(Records drawn from a dataset)
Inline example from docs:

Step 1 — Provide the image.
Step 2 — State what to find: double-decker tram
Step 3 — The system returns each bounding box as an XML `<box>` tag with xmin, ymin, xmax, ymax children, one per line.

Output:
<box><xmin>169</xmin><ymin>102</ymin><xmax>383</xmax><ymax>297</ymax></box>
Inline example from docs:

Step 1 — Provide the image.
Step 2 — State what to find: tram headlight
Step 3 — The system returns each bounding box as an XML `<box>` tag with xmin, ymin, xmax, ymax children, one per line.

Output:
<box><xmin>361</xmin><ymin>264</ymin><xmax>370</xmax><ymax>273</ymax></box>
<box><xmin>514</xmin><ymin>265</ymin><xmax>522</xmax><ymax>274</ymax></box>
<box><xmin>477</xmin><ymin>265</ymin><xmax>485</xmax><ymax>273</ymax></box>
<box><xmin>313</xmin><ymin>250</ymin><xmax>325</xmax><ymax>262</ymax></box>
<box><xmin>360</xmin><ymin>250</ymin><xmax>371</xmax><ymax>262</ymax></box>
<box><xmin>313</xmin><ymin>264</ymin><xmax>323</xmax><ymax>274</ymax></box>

*What to work on*
The required result is an identical copy of the records above.

*Response for this exercise*
Inline example from docs:

Step 1 — Provide the image.
Step 2 — State what to find: double-decker tram
Step 3 — The system returns each bounding box as an XML `<box>` tag with xmin, ymin, xmax, ymax children, one per line.

Output:
<box><xmin>169</xmin><ymin>102</ymin><xmax>383</xmax><ymax>297</ymax></box>
Inline example from docs:

Step 1 — Provide the image.
Step 2 — State what to find: tram headlight
Step 3 — The system returns each bounding box as an XML `<box>` tag with xmin, ymin, xmax, ymax children, one per line.

Output:
<box><xmin>361</xmin><ymin>264</ymin><xmax>370</xmax><ymax>273</ymax></box>
<box><xmin>514</xmin><ymin>265</ymin><xmax>522</xmax><ymax>274</ymax></box>
<box><xmin>477</xmin><ymin>265</ymin><xmax>485</xmax><ymax>273</ymax></box>
<box><xmin>313</xmin><ymin>250</ymin><xmax>325</xmax><ymax>262</ymax></box>
<box><xmin>360</xmin><ymin>250</ymin><xmax>371</xmax><ymax>262</ymax></box>
<box><xmin>313</xmin><ymin>264</ymin><xmax>323</xmax><ymax>274</ymax></box>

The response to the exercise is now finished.